Everything from the line containing "the player's clenched" through the last line of the material below is to be copied exactly, ends included.

RECORDS FOR PROCESSING |
________________
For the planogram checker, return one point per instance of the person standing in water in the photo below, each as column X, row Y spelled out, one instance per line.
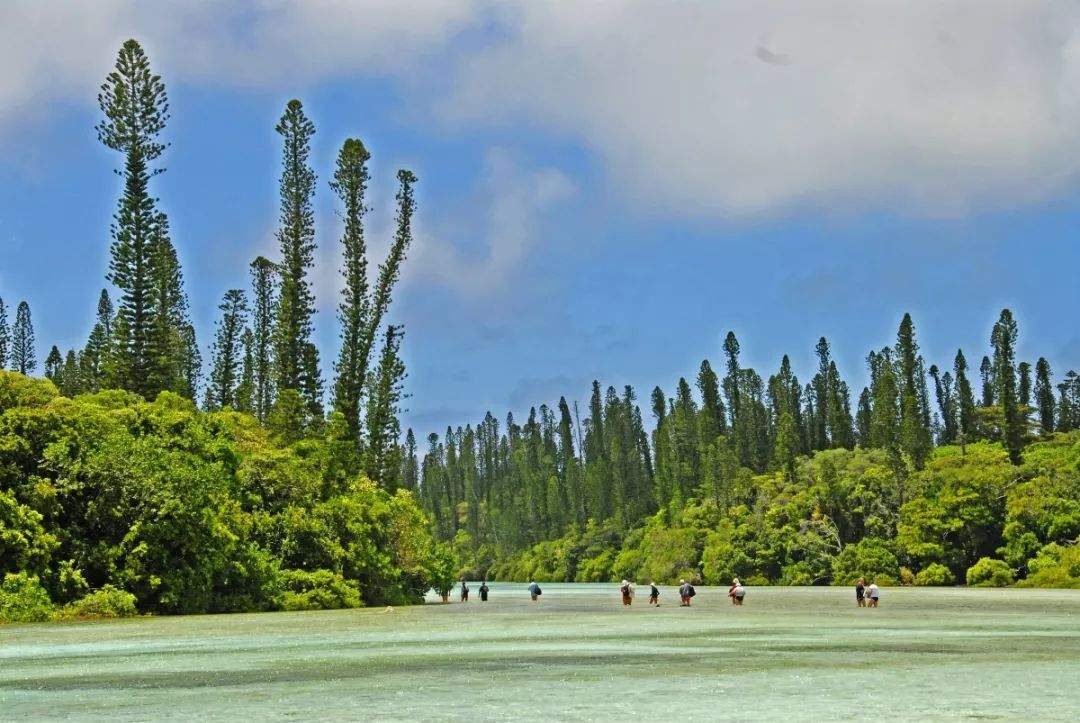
column 685, row 592
column 874, row 593
column 737, row 592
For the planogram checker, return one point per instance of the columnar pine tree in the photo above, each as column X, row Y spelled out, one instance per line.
column 1044, row 396
column 245, row 390
column 135, row 107
column 1025, row 384
column 966, row 399
column 350, row 184
column 23, row 357
column 296, row 235
column 54, row 364
column 228, row 350
column 987, row 374
column 914, row 428
column 410, row 468
column 381, row 451
column 96, row 352
column 265, row 300
column 171, row 324
column 4, row 335
column 1003, row 339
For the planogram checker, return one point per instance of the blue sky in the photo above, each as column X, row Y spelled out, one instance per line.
column 602, row 195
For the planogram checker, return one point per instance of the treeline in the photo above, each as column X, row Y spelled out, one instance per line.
column 110, row 505
column 499, row 489
column 261, row 360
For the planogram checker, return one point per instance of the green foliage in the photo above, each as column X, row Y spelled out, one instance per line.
column 1054, row 566
column 989, row 573
column 106, row 602
column 934, row 574
column 24, row 600
column 190, row 511
column 871, row 558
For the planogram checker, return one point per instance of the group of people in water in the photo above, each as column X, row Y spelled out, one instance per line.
column 686, row 591
column 866, row 596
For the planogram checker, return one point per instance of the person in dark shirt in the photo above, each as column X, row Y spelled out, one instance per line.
column 685, row 592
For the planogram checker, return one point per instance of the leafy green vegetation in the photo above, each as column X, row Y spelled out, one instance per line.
column 162, row 508
column 846, row 514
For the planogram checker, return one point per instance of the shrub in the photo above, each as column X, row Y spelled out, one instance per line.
column 1055, row 566
column 869, row 558
column 596, row 570
column 989, row 573
column 934, row 575
column 318, row 590
column 24, row 600
column 106, row 602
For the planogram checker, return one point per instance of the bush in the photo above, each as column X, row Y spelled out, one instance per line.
column 869, row 558
column 934, row 575
column 318, row 590
column 24, row 600
column 989, row 573
column 107, row 602
column 596, row 570
column 1055, row 566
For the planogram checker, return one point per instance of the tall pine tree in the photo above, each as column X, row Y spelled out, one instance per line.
column 23, row 357
column 136, row 108
column 296, row 304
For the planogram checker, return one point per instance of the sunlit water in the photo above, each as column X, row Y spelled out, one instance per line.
column 788, row 653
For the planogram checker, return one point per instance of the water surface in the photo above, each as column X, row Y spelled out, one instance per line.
column 788, row 653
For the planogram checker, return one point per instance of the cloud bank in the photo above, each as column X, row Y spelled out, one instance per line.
column 733, row 108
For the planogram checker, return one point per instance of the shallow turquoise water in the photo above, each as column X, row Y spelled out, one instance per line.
column 790, row 653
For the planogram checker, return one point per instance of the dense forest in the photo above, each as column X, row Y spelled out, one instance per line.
column 918, row 479
column 135, row 478
column 119, row 494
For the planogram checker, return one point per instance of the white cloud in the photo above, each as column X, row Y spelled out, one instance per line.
column 923, row 107
column 738, row 107
column 517, row 199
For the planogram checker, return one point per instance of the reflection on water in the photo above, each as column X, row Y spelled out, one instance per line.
column 795, row 653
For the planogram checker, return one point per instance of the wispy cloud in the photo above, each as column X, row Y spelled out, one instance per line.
column 517, row 199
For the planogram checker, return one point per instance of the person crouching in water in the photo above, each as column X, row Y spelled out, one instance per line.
column 737, row 592
column 874, row 593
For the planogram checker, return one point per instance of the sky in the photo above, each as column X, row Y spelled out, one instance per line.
column 605, row 188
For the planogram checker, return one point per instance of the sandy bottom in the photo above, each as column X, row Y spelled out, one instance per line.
column 788, row 653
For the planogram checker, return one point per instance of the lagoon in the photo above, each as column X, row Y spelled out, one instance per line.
column 788, row 653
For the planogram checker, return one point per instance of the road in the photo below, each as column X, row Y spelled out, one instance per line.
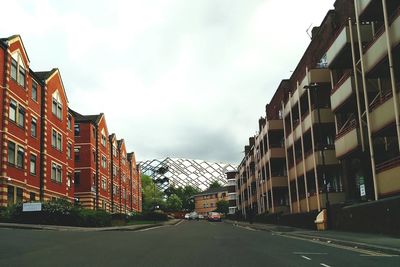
column 193, row 243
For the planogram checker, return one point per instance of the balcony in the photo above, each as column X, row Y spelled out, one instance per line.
column 383, row 113
column 387, row 173
column 377, row 50
column 275, row 125
column 276, row 152
column 342, row 91
column 279, row 181
column 339, row 53
column 347, row 140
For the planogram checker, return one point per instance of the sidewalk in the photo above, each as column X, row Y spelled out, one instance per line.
column 87, row 229
column 374, row 242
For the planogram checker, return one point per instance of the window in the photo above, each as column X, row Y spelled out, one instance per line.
column 77, row 153
column 115, row 170
column 21, row 76
column 69, row 151
column 33, row 127
column 56, row 174
column 69, row 122
column 16, row 113
column 56, row 140
column 77, row 178
column 12, row 113
column 18, row 71
column 103, row 162
column 77, row 129
column 104, row 184
column 34, row 91
column 14, row 68
column 56, row 107
column 32, row 166
column 103, row 140
column 16, row 154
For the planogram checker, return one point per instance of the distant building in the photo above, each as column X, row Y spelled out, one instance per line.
column 206, row 201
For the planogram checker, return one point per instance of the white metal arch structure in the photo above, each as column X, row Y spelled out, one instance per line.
column 181, row 172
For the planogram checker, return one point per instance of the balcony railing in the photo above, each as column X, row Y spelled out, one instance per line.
column 388, row 164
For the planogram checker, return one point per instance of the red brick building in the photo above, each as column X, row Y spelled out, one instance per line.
column 33, row 167
column 91, row 155
column 50, row 151
column 136, row 187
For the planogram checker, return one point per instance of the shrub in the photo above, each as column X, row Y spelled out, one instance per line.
column 155, row 216
column 92, row 218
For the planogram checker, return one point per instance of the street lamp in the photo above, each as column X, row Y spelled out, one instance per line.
column 322, row 148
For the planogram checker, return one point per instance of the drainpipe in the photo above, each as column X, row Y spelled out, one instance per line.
column 96, row 182
column 391, row 69
column 353, row 56
column 294, row 153
column 42, row 137
column 270, row 175
column 313, row 149
column 4, row 87
column 302, row 152
column 366, row 102
column 286, row 156
column 112, row 174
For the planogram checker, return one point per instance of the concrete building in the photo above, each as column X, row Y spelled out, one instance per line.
column 206, row 201
column 335, row 149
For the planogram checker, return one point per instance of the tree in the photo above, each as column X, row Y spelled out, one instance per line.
column 174, row 203
column 152, row 196
column 214, row 184
column 222, row 206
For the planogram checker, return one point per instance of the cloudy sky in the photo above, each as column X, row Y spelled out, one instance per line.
column 178, row 78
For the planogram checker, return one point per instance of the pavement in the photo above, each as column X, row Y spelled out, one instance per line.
column 87, row 229
column 189, row 243
column 375, row 242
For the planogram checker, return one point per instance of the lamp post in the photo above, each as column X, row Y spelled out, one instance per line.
column 321, row 148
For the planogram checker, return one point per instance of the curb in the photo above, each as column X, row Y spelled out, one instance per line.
column 83, row 229
column 347, row 243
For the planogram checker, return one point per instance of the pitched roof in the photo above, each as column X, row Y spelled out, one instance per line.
column 9, row 39
column 44, row 75
column 86, row 118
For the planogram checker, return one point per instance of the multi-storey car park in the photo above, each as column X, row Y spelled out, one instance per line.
column 335, row 118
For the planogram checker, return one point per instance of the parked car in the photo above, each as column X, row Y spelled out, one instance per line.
column 193, row 216
column 214, row 217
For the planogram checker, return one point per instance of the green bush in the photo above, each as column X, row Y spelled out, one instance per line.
column 92, row 218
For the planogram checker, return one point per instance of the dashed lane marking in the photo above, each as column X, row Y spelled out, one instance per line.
column 305, row 257
column 310, row 253
column 359, row 250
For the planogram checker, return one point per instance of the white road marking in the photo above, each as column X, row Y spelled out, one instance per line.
column 151, row 228
column 304, row 257
column 310, row 253
column 378, row 255
column 359, row 250
column 247, row 228
column 179, row 223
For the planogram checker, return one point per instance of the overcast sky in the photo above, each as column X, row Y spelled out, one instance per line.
column 177, row 78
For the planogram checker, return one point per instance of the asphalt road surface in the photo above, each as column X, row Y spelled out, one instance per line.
column 193, row 243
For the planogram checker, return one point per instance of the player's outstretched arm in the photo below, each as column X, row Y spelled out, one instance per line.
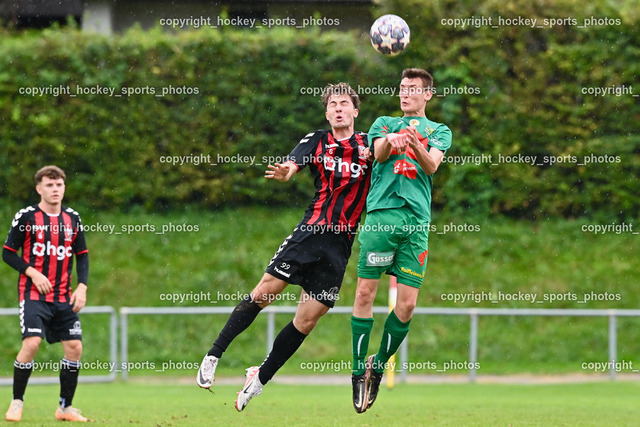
column 281, row 171
column 79, row 297
column 428, row 160
column 384, row 146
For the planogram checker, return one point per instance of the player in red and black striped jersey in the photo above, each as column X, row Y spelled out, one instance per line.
column 49, row 235
column 338, row 168
column 316, row 253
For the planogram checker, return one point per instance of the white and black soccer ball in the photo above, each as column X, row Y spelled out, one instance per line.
column 390, row 35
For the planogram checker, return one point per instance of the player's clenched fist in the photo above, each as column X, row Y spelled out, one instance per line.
column 281, row 172
column 398, row 142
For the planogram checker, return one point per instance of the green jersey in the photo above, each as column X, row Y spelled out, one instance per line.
column 400, row 181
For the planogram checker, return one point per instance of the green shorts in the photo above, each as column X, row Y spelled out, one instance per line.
column 394, row 241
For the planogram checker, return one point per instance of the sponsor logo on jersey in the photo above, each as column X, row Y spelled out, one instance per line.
column 39, row 249
column 379, row 259
column 336, row 163
column 437, row 144
column 403, row 167
column 77, row 329
column 411, row 272
column 422, row 257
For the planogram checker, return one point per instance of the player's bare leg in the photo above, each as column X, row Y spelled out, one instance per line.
column 242, row 316
column 23, row 366
column 285, row 345
column 69, row 371
column 361, row 325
________________
RESPONSE TO THE EXERCISE |
For the planogram checker, return one point per instance of the player's clenched fist in the photo above, each as column X, row Y spelled out, one instance per line.
column 281, row 172
column 398, row 142
For the planogram checker, return one point per instance of the green jersey in the photo above, each as column X, row Y spelled out, one instance per line.
column 400, row 181
For the planogram checker, return one point per instance of the green shorts in the photo above, each as column X, row Y spelled out, one instance per line.
column 394, row 241
For the planogram checker, return one point per instance of the sponsor logo on jersey in the photo above, each as column X, row Y spelled out, one instance per line.
column 39, row 249
column 379, row 259
column 336, row 163
column 437, row 144
column 403, row 167
column 77, row 329
column 411, row 272
column 422, row 257
For the planogram checker, return one point per instance of the player's bare leg in the photo above, each as column X, row Y spelled out, one instance per line.
column 242, row 316
column 23, row 366
column 285, row 345
column 69, row 371
column 361, row 325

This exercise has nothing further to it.